*Exercise details*: Pick up the essay "Serenity and Change" after its final sentence and continue writing it in the same first-person voice.

*Excerpt to read*:
::::::::::
Wednesday, May 24, 2017

Serenity and Change

I know people who have attended Alcoholics Anonymous, and I’ve seen a curious trait in many of them. They appear to have a kind of peace – or, as they say, serenity. They believe that the world is in the right hands – the hands of God of their understanding; so they can focus on their own lives and not worry about the direction of the world.
I do worry. I worry enough to have blown my life over it. I used to have a very comfortable life. However I was seeing terrible things all around, and I got so intensely involved in it that I could not even concentrate on my work. People thought all sorts of terrible things about me and the choices that I was making. The real situation was that I was so focused on addressing – and confronting – what was happening that I had no energy left for my own life.
Now many people regard that as mental illness. Quite simply, I disagree with their idea of what is mental health. If it is narcissistic to seek great success or to have original ideas, then everyone who’s had great success and everyone who’s had original idea is a narcissist, which means that the world owes most of what it has to narcissists. And if it is schizophrenic to be in touch with spiritual powers or to take religion seriously, then the world owes its moral instruction to schizophrenics.
Have there been bad boys among such people? Of course there have been. But there are plenty of perfectly normal people who do terrible things as well. The Spanish colonialists were for the most part normal, but they were more cruel than even the Nazis. The ghetto gangsters and Russian mafiosis are for the most part perfectly normal, but they do many terrible things. Most crooks do not have a mental illness. Whereas there are plenty of people with one or another diagnosis who do nothing wrong.
::::::::::
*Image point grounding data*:
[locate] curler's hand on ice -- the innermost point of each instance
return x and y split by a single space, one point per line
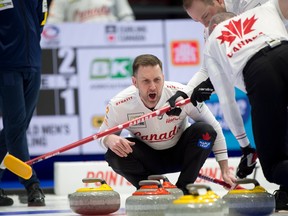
202 92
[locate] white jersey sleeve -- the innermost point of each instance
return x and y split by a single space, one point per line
226 94
233 6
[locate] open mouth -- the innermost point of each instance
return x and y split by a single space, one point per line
152 96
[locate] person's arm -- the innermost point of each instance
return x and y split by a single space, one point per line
116 143
42 11
57 11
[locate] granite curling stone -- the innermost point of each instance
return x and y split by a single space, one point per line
176 192
202 201
150 202
249 202
95 201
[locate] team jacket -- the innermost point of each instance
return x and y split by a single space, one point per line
236 7
21 24
227 52
160 133
89 11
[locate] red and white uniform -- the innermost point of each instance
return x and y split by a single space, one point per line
160 133
89 11
236 7
230 46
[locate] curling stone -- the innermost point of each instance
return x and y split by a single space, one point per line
148 203
202 201
94 201
176 192
249 202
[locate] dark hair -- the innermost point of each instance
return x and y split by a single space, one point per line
145 60
188 3
218 18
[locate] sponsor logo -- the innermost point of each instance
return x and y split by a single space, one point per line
102 68
132 116
125 33
158 137
238 29
171 119
204 144
185 53
97 121
50 35
206 136
123 101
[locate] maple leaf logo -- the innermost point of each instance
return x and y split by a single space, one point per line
::::::::::
*Expected answer*:
Should one strive for an AA kind of serenity? I don’t know. I believe that most things can be changed. I do not agree with “living life on life’s terms” because I do not believe that life has terms. Countries have terms, and they differ vastly among one another. When they talk about facing reality I do not believe that it is reality that they are facing. They fail to consider the reality of the sun, the planet Earth and other societies. I am partial to the idea that God has terms for us. I will not however make the error of mistaking the society of Queensland, or Tennessee, or Izhevsk, or Hyderabad, or Tibet, for reality, or the terms by which such societies operate for terms of life, or their idea of what is normal for mental health. Nor do I recommend that others make the same error.

A Republican candidate had it written on his website, “I no longer accept what I cannot change. I change what I cannot accept.” In many cases the people who lose themselves in alcohol do so because they feel powerless. The idea that a good power is in charge of the universe puts them at peace. However the problems that we see all around us are not the doing of God; they are the doing of people. And most of these things can, and should, be changed.